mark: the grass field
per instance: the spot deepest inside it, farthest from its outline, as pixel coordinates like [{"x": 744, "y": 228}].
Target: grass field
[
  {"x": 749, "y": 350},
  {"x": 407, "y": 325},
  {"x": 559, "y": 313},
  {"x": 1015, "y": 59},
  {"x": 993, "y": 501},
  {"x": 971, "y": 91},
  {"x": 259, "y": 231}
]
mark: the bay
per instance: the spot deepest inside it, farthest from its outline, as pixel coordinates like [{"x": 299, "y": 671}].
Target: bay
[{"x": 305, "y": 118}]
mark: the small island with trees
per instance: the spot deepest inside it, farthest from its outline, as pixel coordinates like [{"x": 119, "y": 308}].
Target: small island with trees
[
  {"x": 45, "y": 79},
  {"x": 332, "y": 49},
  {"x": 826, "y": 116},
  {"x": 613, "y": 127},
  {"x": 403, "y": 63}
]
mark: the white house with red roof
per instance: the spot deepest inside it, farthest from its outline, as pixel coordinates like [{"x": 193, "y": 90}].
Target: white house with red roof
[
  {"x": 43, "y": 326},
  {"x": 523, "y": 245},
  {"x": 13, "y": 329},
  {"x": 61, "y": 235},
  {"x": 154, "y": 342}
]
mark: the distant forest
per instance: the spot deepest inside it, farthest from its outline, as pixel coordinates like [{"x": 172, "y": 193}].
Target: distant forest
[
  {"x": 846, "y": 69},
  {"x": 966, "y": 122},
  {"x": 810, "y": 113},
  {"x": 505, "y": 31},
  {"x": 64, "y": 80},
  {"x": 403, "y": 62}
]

--------------------------------

_Exercise instructions_
Return all of the data above verbatim.

_Solution below_
mark: the grass field
per instance: the spot deepest inside it, farthest from its outline, as pixel coordinates like [{"x": 744, "y": 228}].
Target: grass field
[
  {"x": 749, "y": 350},
  {"x": 407, "y": 325},
  {"x": 559, "y": 313},
  {"x": 1015, "y": 59},
  {"x": 993, "y": 501},
  {"x": 971, "y": 91},
  {"x": 259, "y": 231}
]
mark: the bay
per instance: the spot deepest inside it, farthest from its outline, as pixel coordinates like [{"x": 299, "y": 671}].
Target: bay
[{"x": 305, "y": 118}]
mark: the small island with trees
per instance: the spot deepest inside it, farthest from its outline, as pixel coordinates like [{"x": 119, "y": 308}].
Target: small island with trees
[
  {"x": 45, "y": 79},
  {"x": 332, "y": 49},
  {"x": 826, "y": 116},
  {"x": 613, "y": 127},
  {"x": 403, "y": 63}
]
mark: the white house with red roof
per instance: the spot deepest inside it, farthest from its outline, as pixel coordinates like [{"x": 193, "y": 90}].
Target: white house with red roof
[
  {"x": 43, "y": 326},
  {"x": 523, "y": 245},
  {"x": 13, "y": 329},
  {"x": 61, "y": 235},
  {"x": 154, "y": 342}
]
mark: the distant forest
per instance: the spot deepest inside it, farthest from its outline, as pixel coordinates like [{"x": 172, "y": 193}].
Target: distant forest
[
  {"x": 846, "y": 69},
  {"x": 966, "y": 122},
  {"x": 810, "y": 113},
  {"x": 505, "y": 31},
  {"x": 64, "y": 80},
  {"x": 403, "y": 62}
]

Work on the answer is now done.